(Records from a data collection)
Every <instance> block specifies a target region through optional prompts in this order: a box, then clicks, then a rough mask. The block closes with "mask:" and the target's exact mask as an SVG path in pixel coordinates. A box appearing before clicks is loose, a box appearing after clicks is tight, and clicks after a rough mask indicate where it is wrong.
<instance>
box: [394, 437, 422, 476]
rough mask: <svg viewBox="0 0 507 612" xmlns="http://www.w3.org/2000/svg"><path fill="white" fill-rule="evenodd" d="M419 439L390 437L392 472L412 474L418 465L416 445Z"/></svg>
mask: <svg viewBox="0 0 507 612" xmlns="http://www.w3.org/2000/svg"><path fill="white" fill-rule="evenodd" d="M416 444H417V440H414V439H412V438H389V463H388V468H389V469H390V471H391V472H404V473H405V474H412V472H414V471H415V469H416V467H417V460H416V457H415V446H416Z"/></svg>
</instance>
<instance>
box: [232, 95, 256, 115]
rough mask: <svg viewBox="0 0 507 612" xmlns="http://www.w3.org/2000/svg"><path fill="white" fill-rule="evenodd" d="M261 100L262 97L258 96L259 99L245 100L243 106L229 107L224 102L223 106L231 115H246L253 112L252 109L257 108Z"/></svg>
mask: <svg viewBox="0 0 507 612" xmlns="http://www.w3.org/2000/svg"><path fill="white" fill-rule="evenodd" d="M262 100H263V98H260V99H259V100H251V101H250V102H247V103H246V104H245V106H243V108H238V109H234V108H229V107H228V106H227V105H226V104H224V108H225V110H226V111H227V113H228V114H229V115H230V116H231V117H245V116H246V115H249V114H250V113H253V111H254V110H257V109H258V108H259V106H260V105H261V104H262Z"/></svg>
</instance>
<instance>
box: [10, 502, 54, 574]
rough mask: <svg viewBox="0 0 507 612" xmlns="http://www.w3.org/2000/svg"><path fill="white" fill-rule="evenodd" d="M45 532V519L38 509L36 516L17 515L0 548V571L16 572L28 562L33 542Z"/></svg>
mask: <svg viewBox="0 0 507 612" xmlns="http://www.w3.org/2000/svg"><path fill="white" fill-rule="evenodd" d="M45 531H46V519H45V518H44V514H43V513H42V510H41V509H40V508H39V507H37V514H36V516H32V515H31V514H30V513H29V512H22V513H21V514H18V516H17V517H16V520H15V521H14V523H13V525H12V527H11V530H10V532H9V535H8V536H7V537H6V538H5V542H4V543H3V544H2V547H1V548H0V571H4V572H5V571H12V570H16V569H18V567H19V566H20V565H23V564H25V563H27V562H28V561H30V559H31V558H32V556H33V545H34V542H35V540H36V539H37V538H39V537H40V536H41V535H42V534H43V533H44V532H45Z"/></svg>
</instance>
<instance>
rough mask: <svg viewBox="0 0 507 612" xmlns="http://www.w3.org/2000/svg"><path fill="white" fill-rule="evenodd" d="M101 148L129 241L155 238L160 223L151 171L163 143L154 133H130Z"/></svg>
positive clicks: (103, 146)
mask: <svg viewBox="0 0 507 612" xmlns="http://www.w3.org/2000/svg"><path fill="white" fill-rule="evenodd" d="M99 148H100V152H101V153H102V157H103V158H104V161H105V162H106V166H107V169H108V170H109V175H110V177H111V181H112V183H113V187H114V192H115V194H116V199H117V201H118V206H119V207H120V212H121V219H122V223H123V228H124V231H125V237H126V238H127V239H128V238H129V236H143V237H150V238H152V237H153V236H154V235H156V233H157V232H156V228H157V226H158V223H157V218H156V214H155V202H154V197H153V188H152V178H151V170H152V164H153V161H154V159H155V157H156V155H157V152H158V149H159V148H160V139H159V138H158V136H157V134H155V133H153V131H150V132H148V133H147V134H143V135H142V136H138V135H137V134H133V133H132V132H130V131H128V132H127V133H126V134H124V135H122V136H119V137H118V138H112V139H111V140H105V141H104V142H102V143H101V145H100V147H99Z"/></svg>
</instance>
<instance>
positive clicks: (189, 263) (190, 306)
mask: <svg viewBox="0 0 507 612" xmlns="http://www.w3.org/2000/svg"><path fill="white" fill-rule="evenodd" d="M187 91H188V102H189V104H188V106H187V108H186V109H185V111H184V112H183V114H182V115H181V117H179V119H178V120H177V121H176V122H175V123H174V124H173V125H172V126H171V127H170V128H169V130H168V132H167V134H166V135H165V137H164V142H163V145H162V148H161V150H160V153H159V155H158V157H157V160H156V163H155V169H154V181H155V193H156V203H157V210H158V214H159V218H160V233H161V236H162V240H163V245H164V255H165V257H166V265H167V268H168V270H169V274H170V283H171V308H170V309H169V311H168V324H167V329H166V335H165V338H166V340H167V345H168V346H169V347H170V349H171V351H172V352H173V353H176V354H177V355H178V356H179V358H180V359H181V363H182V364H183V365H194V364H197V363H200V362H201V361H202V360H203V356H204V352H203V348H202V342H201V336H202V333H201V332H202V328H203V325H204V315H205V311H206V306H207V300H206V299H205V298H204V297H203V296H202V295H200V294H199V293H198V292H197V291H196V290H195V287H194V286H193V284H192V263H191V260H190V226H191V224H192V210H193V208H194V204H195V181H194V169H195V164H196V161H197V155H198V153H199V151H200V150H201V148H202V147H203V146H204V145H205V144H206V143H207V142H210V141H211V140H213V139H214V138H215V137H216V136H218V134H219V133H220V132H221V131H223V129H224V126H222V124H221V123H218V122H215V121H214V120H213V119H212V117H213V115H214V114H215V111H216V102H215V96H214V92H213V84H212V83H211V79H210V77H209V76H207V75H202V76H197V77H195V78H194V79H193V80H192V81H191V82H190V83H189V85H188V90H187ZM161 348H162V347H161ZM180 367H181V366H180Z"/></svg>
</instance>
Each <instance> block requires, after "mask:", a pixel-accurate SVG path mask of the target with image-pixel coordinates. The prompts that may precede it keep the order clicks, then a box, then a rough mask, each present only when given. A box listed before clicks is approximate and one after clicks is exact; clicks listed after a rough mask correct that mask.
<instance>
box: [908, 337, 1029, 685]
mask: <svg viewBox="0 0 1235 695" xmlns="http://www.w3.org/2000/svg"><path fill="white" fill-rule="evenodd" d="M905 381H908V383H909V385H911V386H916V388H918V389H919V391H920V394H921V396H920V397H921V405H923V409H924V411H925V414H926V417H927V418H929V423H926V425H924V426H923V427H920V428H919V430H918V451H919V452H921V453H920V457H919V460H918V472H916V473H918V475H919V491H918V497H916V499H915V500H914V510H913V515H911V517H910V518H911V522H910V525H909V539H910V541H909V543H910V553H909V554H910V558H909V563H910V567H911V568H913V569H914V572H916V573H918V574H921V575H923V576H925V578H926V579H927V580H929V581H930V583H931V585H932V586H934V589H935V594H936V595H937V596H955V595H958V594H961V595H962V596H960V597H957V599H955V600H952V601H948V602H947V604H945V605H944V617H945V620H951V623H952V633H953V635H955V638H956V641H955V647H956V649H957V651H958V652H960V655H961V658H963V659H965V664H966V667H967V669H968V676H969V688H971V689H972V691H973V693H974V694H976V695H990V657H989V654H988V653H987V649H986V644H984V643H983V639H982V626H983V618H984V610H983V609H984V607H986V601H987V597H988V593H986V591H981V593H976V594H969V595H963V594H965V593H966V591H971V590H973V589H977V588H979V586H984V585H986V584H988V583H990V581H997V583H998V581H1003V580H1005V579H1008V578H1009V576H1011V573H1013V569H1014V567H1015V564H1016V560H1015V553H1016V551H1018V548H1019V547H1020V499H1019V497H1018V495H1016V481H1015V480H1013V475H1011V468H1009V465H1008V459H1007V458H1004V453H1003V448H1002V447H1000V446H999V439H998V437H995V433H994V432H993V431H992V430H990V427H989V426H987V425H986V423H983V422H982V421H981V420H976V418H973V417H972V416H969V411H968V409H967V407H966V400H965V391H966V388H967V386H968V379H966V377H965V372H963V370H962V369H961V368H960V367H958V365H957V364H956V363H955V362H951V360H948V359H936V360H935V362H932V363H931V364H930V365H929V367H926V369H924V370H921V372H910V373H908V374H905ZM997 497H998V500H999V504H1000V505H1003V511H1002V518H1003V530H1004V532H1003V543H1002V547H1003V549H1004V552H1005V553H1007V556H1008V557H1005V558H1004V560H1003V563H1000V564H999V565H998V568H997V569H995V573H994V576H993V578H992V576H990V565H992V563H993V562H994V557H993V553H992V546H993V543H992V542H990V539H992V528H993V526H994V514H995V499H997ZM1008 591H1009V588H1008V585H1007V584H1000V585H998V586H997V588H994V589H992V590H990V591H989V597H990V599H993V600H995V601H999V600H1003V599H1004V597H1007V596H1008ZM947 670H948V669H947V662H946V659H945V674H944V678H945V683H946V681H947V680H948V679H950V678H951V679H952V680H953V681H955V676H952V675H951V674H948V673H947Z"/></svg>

TASK DESCRIPTION: Each line of the entries above that contains "coordinates" must be copied into the answer.

OUTPUT BELOW:
Every <instance> block specifies a target region through optional prompts in this order: a box, then clicks, then a rough mask. The block closes with "mask:" and the target's exact mask as an SVG path in pixel coordinates. A box appearing before clicks is loose, a box appearing after clicks is tight, and clicks after a rough mask indicate where it is wrong.
Each <instance> block requires, after "mask:", a pixel-accurate SVG path mask of the target with image-pixel coordinates. The prompts that may precede it keep the order clicks, then a box, then a rough mask, each present only when given. A box listed before clicks is approximate and one after clicks is exact; clicks listed after a rough mask correct that mask.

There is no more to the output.